Excerpted text —
Transparency – the ability to see and know by sight what it is behind is what gives definition to the street, and creates a feeling of safety. You don’t get it with the Nieman Marcus store in San Francisco [picture of blank wall] whereas Macy’s on Union Square invites you in. Glass doesn’t always do it – black glass creates Darth Vader buildings:[you think] “nothing good can be happening in there!” But he also showed a narrow alley in Venice with high walls on both sides where trees and branches were visible over the top of the walls – this also creates a sense of comfort, knowing that there is a garden there

Buildings that are complementary – not all the same. Princes St Edinburgh

Quality and maintenance – a control on fly bill posters, clean windows,

Qualities that engage the eyes – cornices “ins and outs” – which creates shadow lines that attract the eyes – the eyes have to move

Trees give you the greatest bang for the buck. Ideally at  15 -35 ft spacing – and come to the corners – do not be deterred by the claimed need for clear sight lines for car drivers at corners

  • many buildings rather than few
  • marked beginnings and endings
  • places along the way – he illustrated this with a small square that the people took over – “mini parks” often no more than one or two parking spots taken over
  • density
  • special design features – fountains in Nuremberg

Elizabeth MacDonald spoke about Balanced Streets

Balance is needed between

  • different types of movement
  • movement and in place
  • hardscape and greenscape

There are many competing interests: success is when no-one gets everything but everyone gets a lot,  and the public realm serves all interests.

We can get balance between modes at either the street level or at a city-wide level. Not all streets need be the same but no streets should be sacrificed to fast movement. Some streets should be for transit, bikes or walking

She illustrated this by showing the various Amsterdam transport networks.  One example was the IJBurg “linear tramway district”. They chose not to give vehicles priority.

Portland OR is well balanced downtown because all the streets have a narrow right of way with short blocks that limit streets. they have also introduced curbless shared streets – Teachers Park

She showed a Paris shopping street with mixed traffic where pedestrians outnumber cars. There are movable bollards that only residents and local businesses can open – and they drive at walking pace.

Textures are used in Copenhagen to define car, pedestrian and bike areas. “Everybody young and old rides bikes because they feel so safe”
The new cycle track on Hornby Street achieves the dame thing with hardscape. There are a few aesthetic issues but it is a great idea and safer than an on- street bike lane.

San Francisco is  reducing lane widths, and removing parking and turning pavement into parks. They have created street parks in former parking places. Because they were deemed temporary they were easy to do:  then they become permanent as people show they like them and use them.
In The Castro there are curved streetcar tracks through a park taken from the street – the curve limits the speed of the streetcars in any event.

Aim of the exercise —
Answer these from the street design notes:
1. What spacing is given as ideal for trees?
2. In which city are textures used to define car, pedestrian and bike areas?
3. Who can open the movable bollards on the Paris shopping street?
The data after this point comes from a separate source.

Recorded information —
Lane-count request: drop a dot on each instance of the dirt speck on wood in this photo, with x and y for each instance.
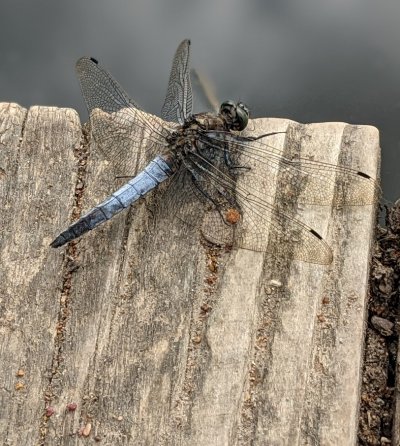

Exercise output —
1. 15–35 ft
2. Copenhagen
3. Only residents and local businesses